***** TEKS BACAAN
Kunjungan ke anjungan Sumatera Barat ini bukan kali pertama bagiku. Dulu sekali, di masa kanak-kanak, sekitar tahun 1993. Waktu itu, aku masih di bangku sekolah dasar. Orang tuaku pegawai negeri di sudut kota yang dialiri Sungai Musi, hanya pegawai kecil yang untuk mencukupi kebutuhan ibu berdagang penganan. Masa-masa tak mudah tapi indah :).

Kala itu, ke Jakarta hanya impian belaka. Fantasi tentang Jakarta hanya tersalurkan lewat tayangan TVRI di TV hitam putih kami. Sampai suatu ketika, ayah mendapat tugas ke ibukota, bukan karena ayah seorang pejabat atau apa, cuma karena atasannya berhalangan, maka ayah diminta menggantikan.

Ini berita besar di keluargaku, seminggu sebelum keberangkatan ayah, kami sekeluarga sibuk membicarakan itu. Meski yang berangkat hanya ayah, tapi kami seperti menitipkan mata dan telinga kami kepada ayah. Malam-malamku ketika itu diisi tentang keinginan untuk menjejak monument nasional (Monas) yang mahsyur itu dan juga Taman Mini yang terkenal sampai kemana-mana. Tapi rasanya tak mungkin, mana ada biaya untuk menambah satu kursi di bus malam Putera Remaja, pikirku.

Belum juga ayah berangkat, aku sudah tak sabar menanti ayah pulang. Tak sabar menanti cerita tentang ibukota. Entah pikiran “liar” darimana, dua hari sebelum ayah berangkat ke Jakarta, aku putuskan aku juga harus sampai ke ibukota. Kugeledah habis celengan ayam jago yang sudah kusimpan sejak awal sekolah. Kuhitung logam demi logam yang ada, jumlahnya tak seberapa, tapi dengan tekah bulat kuserahkan semua kepada ayah. “Aku mau ke Jakarta,” kalimat itu meluncur sembari kuserahkan tumpukan logam ke ayah. Ibu dan adikku terbelalak melihat tekadku.
**********
## RINGKASAN TUGAS 1
Perbarui bagian teks bacaan mulai dari "Ini berita besar" sampai "Putera Remaja, pikirku." dengan mengganti "bus malam" menjadi "kereta malam", lalu tuliskan hasilnya.
***** CUPLIKAN DATA
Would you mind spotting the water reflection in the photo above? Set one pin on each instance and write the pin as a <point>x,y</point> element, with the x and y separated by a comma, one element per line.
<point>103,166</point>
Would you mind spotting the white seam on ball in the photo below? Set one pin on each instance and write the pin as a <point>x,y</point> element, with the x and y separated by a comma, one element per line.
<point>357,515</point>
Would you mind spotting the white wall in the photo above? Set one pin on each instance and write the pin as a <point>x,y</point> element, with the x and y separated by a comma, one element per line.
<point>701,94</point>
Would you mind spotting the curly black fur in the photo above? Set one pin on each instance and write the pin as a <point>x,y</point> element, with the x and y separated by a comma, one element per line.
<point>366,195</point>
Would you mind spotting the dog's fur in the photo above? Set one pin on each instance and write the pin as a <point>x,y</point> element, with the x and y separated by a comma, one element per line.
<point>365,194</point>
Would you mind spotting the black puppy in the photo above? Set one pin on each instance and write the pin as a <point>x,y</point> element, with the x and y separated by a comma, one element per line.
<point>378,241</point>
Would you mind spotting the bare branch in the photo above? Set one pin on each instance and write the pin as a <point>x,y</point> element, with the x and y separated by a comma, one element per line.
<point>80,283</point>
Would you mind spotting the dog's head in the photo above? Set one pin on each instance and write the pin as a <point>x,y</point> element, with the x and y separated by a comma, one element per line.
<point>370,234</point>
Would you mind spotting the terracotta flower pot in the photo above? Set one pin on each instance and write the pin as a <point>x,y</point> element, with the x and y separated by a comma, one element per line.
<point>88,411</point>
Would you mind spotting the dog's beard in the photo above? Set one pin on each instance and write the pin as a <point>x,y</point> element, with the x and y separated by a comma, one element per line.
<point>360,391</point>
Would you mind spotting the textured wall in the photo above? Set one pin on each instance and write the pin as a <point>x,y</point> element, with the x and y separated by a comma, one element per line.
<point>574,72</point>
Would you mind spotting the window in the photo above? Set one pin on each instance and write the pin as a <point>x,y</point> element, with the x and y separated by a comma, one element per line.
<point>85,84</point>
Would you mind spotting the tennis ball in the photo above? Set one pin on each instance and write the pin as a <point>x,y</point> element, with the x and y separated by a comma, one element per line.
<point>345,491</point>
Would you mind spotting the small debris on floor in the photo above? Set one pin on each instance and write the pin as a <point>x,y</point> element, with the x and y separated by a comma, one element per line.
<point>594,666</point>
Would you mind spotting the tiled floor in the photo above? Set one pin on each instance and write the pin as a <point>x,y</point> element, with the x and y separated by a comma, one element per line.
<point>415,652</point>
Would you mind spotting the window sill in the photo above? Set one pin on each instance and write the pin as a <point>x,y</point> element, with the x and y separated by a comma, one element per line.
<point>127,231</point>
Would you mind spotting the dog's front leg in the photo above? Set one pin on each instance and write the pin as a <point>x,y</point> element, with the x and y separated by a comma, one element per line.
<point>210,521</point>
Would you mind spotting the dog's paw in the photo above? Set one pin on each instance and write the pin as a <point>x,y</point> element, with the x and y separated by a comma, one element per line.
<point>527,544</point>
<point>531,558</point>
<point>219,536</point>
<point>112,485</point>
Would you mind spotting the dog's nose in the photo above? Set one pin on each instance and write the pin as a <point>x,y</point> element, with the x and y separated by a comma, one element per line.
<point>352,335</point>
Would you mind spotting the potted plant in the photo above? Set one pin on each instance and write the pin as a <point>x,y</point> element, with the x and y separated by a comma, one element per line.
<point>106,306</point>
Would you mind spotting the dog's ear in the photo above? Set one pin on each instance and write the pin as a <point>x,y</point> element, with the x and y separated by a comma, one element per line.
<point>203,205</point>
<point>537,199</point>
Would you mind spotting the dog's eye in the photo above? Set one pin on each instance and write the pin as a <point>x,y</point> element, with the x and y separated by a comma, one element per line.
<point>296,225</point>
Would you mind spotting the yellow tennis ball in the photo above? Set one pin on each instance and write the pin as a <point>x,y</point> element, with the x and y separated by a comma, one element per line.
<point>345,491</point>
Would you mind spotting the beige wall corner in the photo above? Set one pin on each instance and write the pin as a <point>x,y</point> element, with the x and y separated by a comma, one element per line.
**********
## RINGKASAN TUGAS 2
Salin ulang tanpa perubahan baris-baris catatan mulai dari awal catatan sampai baris yang memuat "<point>103,166</point>", termasuk baris itu sendiri.

## PEMBAHASAN SOAL 1
Ini berita besar di keluargaku, seminggu sebelum keberangkatan ayah, kami sekeluarga sibuk membicarakan itu. Meski yang berangkat hanya ayah, tapi kami seperti menitipkan mata dan telinga kami kepada ayah. Malam-malamku ketika itu diisi tentang keinginan untuk menjejak monument nasional (Monas) yang mahsyur itu dan juga Taman Mini yang terkenal sampai kemana-mana. Tapi rasanya tak mungkin, mana ada biaya untuk menambah satu kursi di kereta malam Putera Remaja, pikirku.

## PEMBAHASAN SOAL 2
Would you mind spotting the water reflection in the photo above? Set one pin on each instance and write the pin as a <point>x,y</point> element, with the x and y separated by a comma, one element per line.
<point>103,166</point>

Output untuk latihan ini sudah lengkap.